── Entries

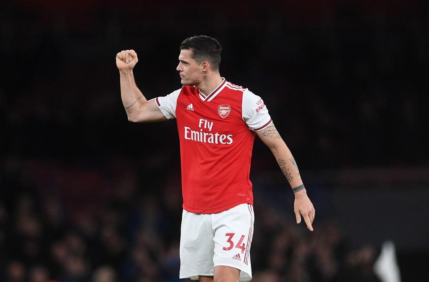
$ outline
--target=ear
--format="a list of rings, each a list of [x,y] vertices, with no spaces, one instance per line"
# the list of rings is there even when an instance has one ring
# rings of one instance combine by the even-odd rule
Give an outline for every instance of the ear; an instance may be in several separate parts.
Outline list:
[[[210,68],[210,64],[208,63],[208,62],[206,61],[204,61],[202,62],[202,63],[201,64],[201,66],[202,68],[202,72],[206,72],[208,69]]]

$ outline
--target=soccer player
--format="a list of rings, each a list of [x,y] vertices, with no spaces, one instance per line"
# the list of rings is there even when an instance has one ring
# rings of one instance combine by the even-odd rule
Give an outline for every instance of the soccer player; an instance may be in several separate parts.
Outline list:
[[[263,101],[221,76],[222,48],[204,35],[185,39],[176,68],[182,87],[148,100],[136,85],[132,50],[117,53],[121,97],[134,122],[177,121],[183,211],[180,278],[201,282],[249,281],[253,234],[249,180],[255,135],[272,152],[294,193],[296,222],[307,228],[315,209],[296,163]]]

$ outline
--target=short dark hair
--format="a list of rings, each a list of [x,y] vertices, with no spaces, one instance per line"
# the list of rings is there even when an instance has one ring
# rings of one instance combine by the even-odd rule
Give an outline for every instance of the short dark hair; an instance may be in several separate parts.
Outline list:
[[[182,42],[180,50],[192,51],[191,57],[199,64],[205,60],[210,63],[213,69],[216,70],[219,68],[222,47],[215,38],[205,35],[188,37]]]

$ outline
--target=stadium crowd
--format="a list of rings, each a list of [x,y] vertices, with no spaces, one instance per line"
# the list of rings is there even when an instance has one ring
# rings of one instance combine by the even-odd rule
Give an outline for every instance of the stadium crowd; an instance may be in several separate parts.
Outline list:
[[[180,281],[179,177],[148,180],[135,165],[1,164],[0,281]],[[290,195],[282,190],[278,200]],[[253,281],[379,281],[378,250],[351,248],[333,215],[320,210],[310,233],[294,223],[290,203],[269,200],[256,201]]]

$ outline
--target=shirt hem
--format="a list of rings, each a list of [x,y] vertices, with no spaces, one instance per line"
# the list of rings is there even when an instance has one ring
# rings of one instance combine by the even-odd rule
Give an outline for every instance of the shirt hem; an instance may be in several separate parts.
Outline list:
[[[237,201],[236,202],[234,202],[229,204],[226,206],[224,206],[218,208],[214,208],[211,209],[206,209],[206,208],[193,208],[188,206],[187,206],[185,204],[183,204],[183,209],[186,210],[187,212],[191,212],[193,213],[198,213],[201,214],[215,214],[215,213],[219,213],[222,212],[224,212],[225,211],[228,210],[234,207],[237,206],[238,205],[241,204],[250,204],[251,205],[253,205],[253,201],[251,201],[249,200],[240,200]]]

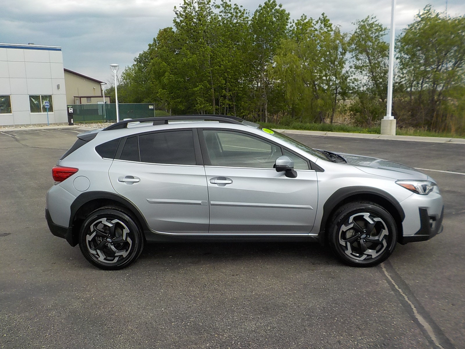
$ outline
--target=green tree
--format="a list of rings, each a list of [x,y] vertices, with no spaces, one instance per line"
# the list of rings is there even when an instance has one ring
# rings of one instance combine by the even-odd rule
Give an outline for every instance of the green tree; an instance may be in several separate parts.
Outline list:
[[[398,119],[446,129],[451,105],[465,97],[459,94],[465,86],[465,17],[447,16],[428,5],[404,31],[397,51],[399,80],[407,91],[396,108]]]
[[[268,122],[268,97],[273,86],[269,67],[281,41],[287,35],[289,21],[289,13],[276,0],[266,0],[259,5],[251,19],[253,47],[249,81],[260,120],[265,122]]]
[[[355,122],[373,126],[385,112],[389,47],[387,28],[374,16],[356,21],[350,40],[355,100],[350,110]]]
[[[275,79],[283,86],[292,119],[333,121],[339,99],[347,92],[347,40],[323,13],[294,22],[275,57]]]

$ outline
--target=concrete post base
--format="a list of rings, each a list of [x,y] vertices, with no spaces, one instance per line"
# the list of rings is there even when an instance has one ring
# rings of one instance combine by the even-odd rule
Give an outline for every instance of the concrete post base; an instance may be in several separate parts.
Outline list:
[[[381,134],[396,134],[396,119],[383,119],[381,121]]]

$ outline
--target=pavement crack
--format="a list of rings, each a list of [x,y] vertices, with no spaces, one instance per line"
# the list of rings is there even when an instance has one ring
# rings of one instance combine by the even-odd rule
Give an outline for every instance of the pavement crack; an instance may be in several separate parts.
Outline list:
[[[421,305],[407,283],[396,271],[391,262],[380,265],[382,274],[412,320],[418,325],[435,349],[456,349],[450,340]]]

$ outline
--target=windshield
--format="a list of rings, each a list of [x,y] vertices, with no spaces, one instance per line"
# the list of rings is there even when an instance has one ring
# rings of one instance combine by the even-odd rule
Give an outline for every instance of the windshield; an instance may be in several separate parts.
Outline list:
[[[319,152],[317,151],[314,149],[311,148],[310,147],[307,147],[305,144],[302,144],[300,142],[298,142],[294,139],[292,139],[290,137],[288,137],[287,136],[283,134],[282,133],[279,133],[279,132],[277,132],[276,131],[273,131],[274,133],[273,135],[275,136],[281,140],[282,141],[285,141],[287,143],[290,144],[292,144],[294,147],[296,147],[301,150],[303,150],[306,153],[308,153],[309,154],[311,154],[313,156],[319,159],[321,159],[323,160],[328,161],[327,157],[324,154],[322,154]]]

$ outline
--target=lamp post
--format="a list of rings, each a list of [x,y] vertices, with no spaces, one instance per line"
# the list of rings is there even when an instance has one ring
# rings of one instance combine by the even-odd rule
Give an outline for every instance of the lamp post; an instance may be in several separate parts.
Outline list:
[[[118,88],[116,87],[116,73],[118,72],[118,67],[120,66],[120,65],[113,63],[113,64],[110,64],[110,66],[111,67],[112,70],[113,71],[113,74],[115,75],[115,99],[116,100],[116,122],[119,122],[120,111],[118,110],[119,107],[118,105]]]
[[[102,88],[102,95],[103,96],[103,120],[106,121],[106,113],[105,110],[105,90],[103,88],[103,86],[105,85],[106,85],[106,82],[100,82],[100,86]]]
[[[387,107],[386,116],[381,121],[381,134],[396,134],[396,119],[392,114],[392,80],[394,78],[394,11],[396,7],[396,0],[392,0],[391,10],[391,37],[389,40],[389,68],[387,80]]]

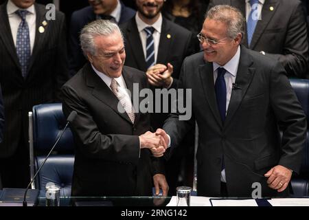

────

**Given instruction**
Pull out every line of the data that contains the string "dark", matching case exactly.

**Expected output**
--target=short dark hair
Give an outline for every instance of the short dark hair; an instance may be in several separate parts.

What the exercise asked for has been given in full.